INPUT RECORDS:
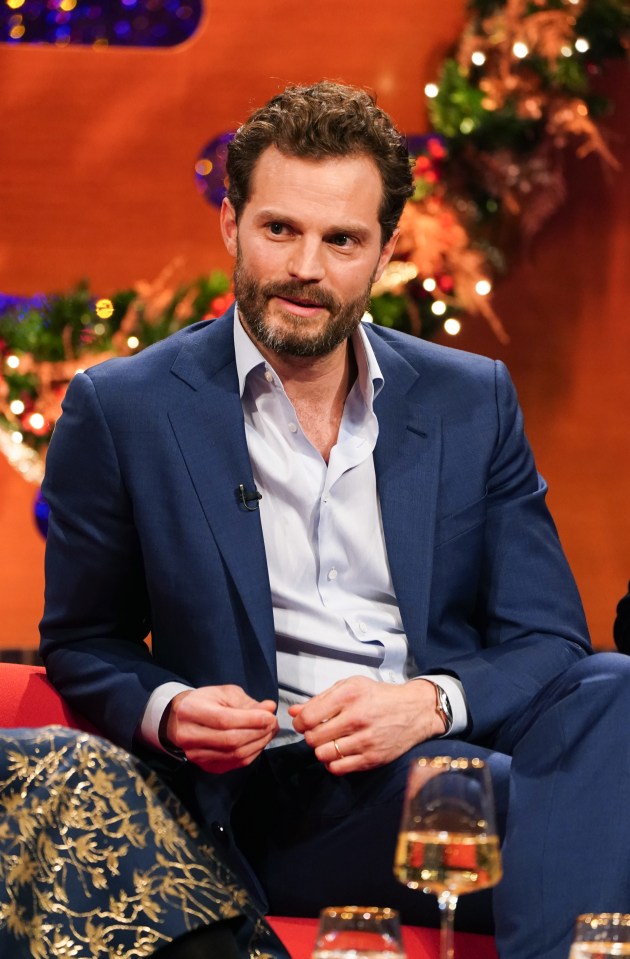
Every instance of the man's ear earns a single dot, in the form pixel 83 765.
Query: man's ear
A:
pixel 229 228
pixel 386 254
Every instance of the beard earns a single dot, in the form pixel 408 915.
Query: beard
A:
pixel 293 335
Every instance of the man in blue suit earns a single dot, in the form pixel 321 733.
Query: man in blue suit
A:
pixel 338 540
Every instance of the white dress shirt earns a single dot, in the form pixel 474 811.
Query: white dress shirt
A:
pixel 335 611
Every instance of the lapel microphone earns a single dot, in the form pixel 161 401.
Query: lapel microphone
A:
pixel 248 496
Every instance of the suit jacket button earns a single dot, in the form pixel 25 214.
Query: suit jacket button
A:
pixel 220 833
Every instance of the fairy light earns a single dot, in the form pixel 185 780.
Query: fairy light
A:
pixel 452 326
pixel 204 167
pixel 36 421
pixel 104 308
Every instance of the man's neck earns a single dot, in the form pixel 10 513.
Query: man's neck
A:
pixel 318 388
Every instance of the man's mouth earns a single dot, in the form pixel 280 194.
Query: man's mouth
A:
pixel 299 305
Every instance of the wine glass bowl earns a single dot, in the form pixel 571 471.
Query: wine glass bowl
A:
pixel 448 843
pixel 601 935
pixel 358 932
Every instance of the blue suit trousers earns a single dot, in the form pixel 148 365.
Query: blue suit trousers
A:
pixel 561 776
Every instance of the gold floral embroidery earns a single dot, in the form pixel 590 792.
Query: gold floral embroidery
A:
pixel 97 857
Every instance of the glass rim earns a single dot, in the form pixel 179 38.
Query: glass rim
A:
pixel 450 762
pixel 617 918
pixel 384 912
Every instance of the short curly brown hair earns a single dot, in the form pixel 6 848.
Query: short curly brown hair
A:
pixel 324 120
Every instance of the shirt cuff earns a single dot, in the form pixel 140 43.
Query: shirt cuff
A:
pixel 149 730
pixel 457 698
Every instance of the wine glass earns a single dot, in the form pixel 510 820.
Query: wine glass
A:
pixel 358 932
pixel 448 843
pixel 601 936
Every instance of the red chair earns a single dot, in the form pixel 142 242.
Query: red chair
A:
pixel 27 699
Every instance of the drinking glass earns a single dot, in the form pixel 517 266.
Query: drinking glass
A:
pixel 448 843
pixel 601 936
pixel 358 932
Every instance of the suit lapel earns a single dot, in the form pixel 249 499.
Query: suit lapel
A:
pixel 406 459
pixel 208 425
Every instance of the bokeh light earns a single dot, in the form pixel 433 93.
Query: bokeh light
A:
pixel 99 23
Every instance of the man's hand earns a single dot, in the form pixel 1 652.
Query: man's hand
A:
pixel 371 723
pixel 221 727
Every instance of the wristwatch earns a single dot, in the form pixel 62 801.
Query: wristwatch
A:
pixel 443 708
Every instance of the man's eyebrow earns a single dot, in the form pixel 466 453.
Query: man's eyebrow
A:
pixel 359 230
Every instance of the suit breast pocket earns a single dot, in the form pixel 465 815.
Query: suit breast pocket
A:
pixel 463 521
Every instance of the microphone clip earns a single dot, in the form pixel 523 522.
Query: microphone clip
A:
pixel 247 496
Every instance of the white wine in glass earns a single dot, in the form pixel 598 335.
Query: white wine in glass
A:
pixel 601 935
pixel 448 843
pixel 358 932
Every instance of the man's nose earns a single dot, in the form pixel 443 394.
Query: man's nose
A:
pixel 306 261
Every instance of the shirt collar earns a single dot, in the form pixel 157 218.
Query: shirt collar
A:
pixel 249 358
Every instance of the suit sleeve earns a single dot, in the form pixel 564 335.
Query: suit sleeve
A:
pixel 524 619
pixel 96 614
pixel 621 628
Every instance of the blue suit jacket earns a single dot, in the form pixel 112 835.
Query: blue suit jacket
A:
pixel 147 533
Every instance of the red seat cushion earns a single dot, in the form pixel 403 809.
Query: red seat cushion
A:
pixel 27 699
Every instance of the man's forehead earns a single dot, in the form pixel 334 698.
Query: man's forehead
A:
pixel 351 180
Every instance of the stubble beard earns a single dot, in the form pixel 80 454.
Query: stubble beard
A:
pixel 294 338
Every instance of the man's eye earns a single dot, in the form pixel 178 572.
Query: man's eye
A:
pixel 342 240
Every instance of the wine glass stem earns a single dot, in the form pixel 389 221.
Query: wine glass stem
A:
pixel 447 902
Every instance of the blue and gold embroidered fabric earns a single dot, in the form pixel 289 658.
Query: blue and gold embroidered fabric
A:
pixel 99 859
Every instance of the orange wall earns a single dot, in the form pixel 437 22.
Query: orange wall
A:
pixel 96 180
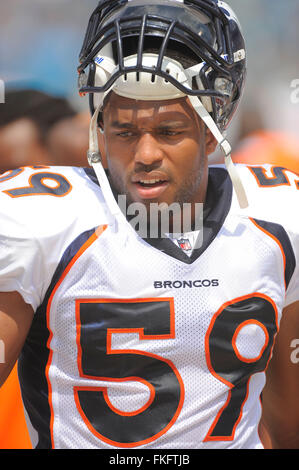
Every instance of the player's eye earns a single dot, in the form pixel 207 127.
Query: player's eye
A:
pixel 125 134
pixel 170 133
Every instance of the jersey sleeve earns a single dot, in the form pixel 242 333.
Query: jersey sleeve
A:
pixel 21 263
pixel 42 210
pixel 292 292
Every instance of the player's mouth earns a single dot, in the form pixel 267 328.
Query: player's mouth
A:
pixel 150 186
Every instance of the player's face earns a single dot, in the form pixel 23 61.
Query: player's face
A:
pixel 156 151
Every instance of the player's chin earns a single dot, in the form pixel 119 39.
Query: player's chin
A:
pixel 150 193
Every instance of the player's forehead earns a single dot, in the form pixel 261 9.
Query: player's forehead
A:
pixel 120 109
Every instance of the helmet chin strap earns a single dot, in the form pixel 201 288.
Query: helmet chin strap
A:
pixel 225 147
pixel 95 160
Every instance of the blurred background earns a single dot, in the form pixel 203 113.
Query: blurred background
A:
pixel 39 47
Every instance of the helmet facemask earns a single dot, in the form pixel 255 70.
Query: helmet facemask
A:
pixel 117 49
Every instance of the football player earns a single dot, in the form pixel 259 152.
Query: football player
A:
pixel 133 340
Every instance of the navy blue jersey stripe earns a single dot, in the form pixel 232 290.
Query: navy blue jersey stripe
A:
pixel 35 355
pixel 279 232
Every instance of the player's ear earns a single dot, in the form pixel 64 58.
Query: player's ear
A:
pixel 102 146
pixel 211 142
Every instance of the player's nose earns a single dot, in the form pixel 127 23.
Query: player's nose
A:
pixel 148 150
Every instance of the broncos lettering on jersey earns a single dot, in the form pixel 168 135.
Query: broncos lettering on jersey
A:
pixel 135 344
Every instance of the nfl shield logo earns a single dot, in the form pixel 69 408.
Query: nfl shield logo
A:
pixel 185 244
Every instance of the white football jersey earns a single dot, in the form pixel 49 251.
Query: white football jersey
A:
pixel 134 343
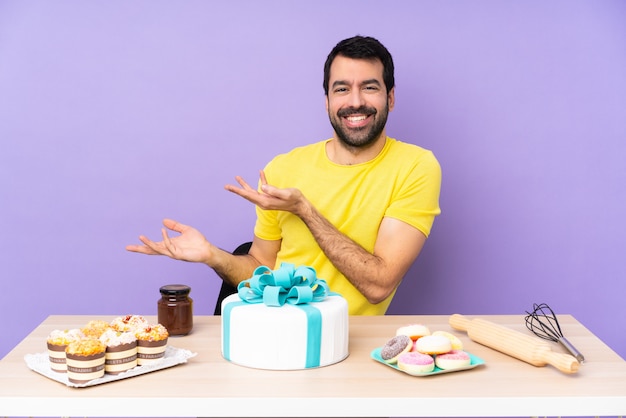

WHAT YOU HAVE TO DO: Reproduce all of the material above, substituting "receives one point" for every occurrence of "earns a single dot" and leaving everything else unchanged. Omit the pictures.

SOLUTION TO THIS PROBLEM:
Every instance of the man's ear receives one point, in the form pixel 83 765.
Query: man's ear
A:
pixel 229 228
pixel 386 254
Every instance of the beard receives one point, in the form pixel 408 915.
Query: beard
A:
pixel 293 335
Every instance of the man in blue suit receives one point, in the form pixel 321 733.
Query: man in blue suit
A:
pixel 338 540
Every instance of the white dress shirt receives one point, in the form pixel 474 811.
Query: white dress shirt
A:
pixel 335 611
Every instance of the lapel microphone receives one point, in the form pixel 161 401.
Query: lapel microphone
A:
pixel 248 496
Every instance of the suit jacket button receives one point, in the form pixel 25 214.
Query: suit jacket button
A:
pixel 220 833
Every instance of the fairy light receives one point, in the form pixel 185 780.
Query: fairy light
A:
pixel 452 326
pixel 204 167
pixel 36 421
pixel 104 308
Every instance of the man's neck receives one point, in the form pixel 10 513.
Query: man's neck
A:
pixel 318 388
Every instance of the man's mouth receives one point, in the form pixel 280 194.
Query: man's mouth
A:
pixel 299 305
Every instance of the wine glass bowl receives one point, in the form pixel 571 471.
Query: wine glass bowl
A:
pixel 448 843
pixel 601 935
pixel 358 932
Every instance of the blue suit trousers receives one point, in the form pixel 148 365.
Query: blue suit trousers
A:
pixel 561 776
Every instance of the gold floral embroidery receives one point, in the form pixel 590 792.
Query: gold floral embroidery
A:
pixel 97 857
Every instance of the glass rim receives one point, in the form pixel 179 38.
Query: glass rim
A:
pixel 450 762
pixel 617 918
pixel 384 912
Every instance of the short curly brown hair receives one point, in the form pixel 6 848.
Query: short curly brown hair
A:
pixel 324 120
Every instance of the shirt cuff receives one point, in the form pixel 140 43.
Query: shirt cuff
A:
pixel 149 730
pixel 457 698
Every instance of the wine glass receives one point, in the form pixel 510 820.
Query: wine glass
A:
pixel 358 932
pixel 448 843
pixel 601 936
Every instance of the red chair receives one point, in the form pixel 142 242.
Query: red chair
A:
pixel 27 699
Every instance of the drinking glass receives one point, in the form pixel 517 266.
Query: drinking glass
A:
pixel 448 843
pixel 601 936
pixel 358 932
Every instance of the suit lapel receives one point, in the form pixel 249 499.
Query: suit lapel
A:
pixel 406 459
pixel 208 425
Every instance of the bokeh light receives one point, in the form pixel 433 93.
Query: bokeh light
A:
pixel 99 23
Every instance of the man's hand receives one point, in the form pixel 1 652.
Query: man's hand
A:
pixel 371 723
pixel 221 727
Every instance of the wristwatch receives one point, in the form pixel 62 801.
Query: wristwatch
A:
pixel 443 708
Every instance of the man's eyebrow receives one point, in the form pixel 466 453.
Query: man's eyebrow
A:
pixel 359 230
Every instance of the suit breast pocket receives one point, in the form pixel 465 815.
Query: suit breast pocket
A:
pixel 463 521
Every instance of the microphone clip receives one point, in the form pixel 523 522.
Query: microphone clip
A:
pixel 247 496
Every instance of the white wine in glass receives one point, in the form pixel 598 335.
Query: white wine in glass
A:
pixel 601 935
pixel 448 843
pixel 358 932
Every instance of the man's nose receives one point, in the form pixel 443 394.
Query: man's nose
A:
pixel 306 261
Every instance of the shirt collar receives one point, in the form pixel 157 218.
Query: shirt collar
A:
pixel 249 358
Every instance of the suit sleeve receives one point, in the form pixel 564 335.
Query: suit sleeve
A:
pixel 524 619
pixel 96 614
pixel 621 628
Every instance of the blue suit jacket receives one point, in the form pixel 112 835.
Query: blue suit jacket
A:
pixel 147 533
Every instance of the red seat cushion receives one point, in the form pixel 403 809.
Query: red seat cushion
A:
pixel 27 699
Every instance of the man's forehead receives one point, in the form pixel 334 698.
Query: man's forehead
A:
pixel 351 180
Every instance of the stubble beard receives one point, in the form pixel 80 454.
Query: stubble beard
A:
pixel 294 338
Every instance of the man's eye receives one point, in the form pixel 178 572.
Query: man's eye
A:
pixel 342 240
Every instance of the wine glass stem receives one point, in the form pixel 389 221.
Query: wine glass stem
A:
pixel 447 902
Every instance of the blue and gold embroidered fabric receives one point, in the form pixel 289 658.
Query: blue and gold embroidered fabric
A:
pixel 99 859
Every instance of the orange wall receives one point, in the form pixel 437 22.
Query: orange wall
A:
pixel 96 180
Every instance of the player's eye receives one point, in the form pixel 207 127.
Query: player's eye
A:
pixel 125 134
pixel 170 133
Every instance of the jersey sleeve receives one point, in the form pixel 242 333.
Query: jersey sleeve
A:
pixel 21 263
pixel 42 210
pixel 292 292
Every instance of the player's mouth receives one point, in the form pixel 267 328.
Query: player's mouth
A:
pixel 150 186
Every instance of the player's face receives one point, in the form pixel 23 61.
Query: player's face
A:
pixel 156 151
Every instance of the player's chin receives one point, in the form pixel 119 39.
Query: player's chin
A:
pixel 150 193
Every instance of the player's forehead receives one point, in the form pixel 261 9.
Query: player's forehead
A:
pixel 120 109
Every instance of the helmet chin strap receives one point, in the form pixel 201 288.
Query: helmet chin strap
A:
pixel 225 147
pixel 95 160
Every instance of the blurred background receives one point, in the form pixel 203 113.
Query: blurred background
A:
pixel 39 47
Every instance of the helmet facemask receives one point, in the form pixel 255 70.
Query: helmet facemask
A:
pixel 117 49
Every instance of the football player receives one point, in the form pixel 259 152.
Query: football player
A:
pixel 133 340
Every instance of the navy blue jersey stripe receives one point, in the form pixel 232 290.
Query: navy blue jersey stripe
A:
pixel 35 355
pixel 279 232
Every instance of the player's ear receives one point, in the form pixel 64 58.
Query: player's ear
A:
pixel 102 146
pixel 211 142
Every instance of the player's nose receives one point, in the form pixel 127 23.
Query: player's nose
A:
pixel 148 150
Every instance of the broncos lettering on jersey receives one point, in the form pixel 168 135.
Query: broncos lettering on jersey
A:
pixel 135 344
Every instance of the nfl shield logo receives one point, in the form pixel 69 408.
Query: nfl shield logo
A:
pixel 185 244
Every instance of the white football jersey receives one point, in the form pixel 49 251.
Query: white football jersey
A:
pixel 134 343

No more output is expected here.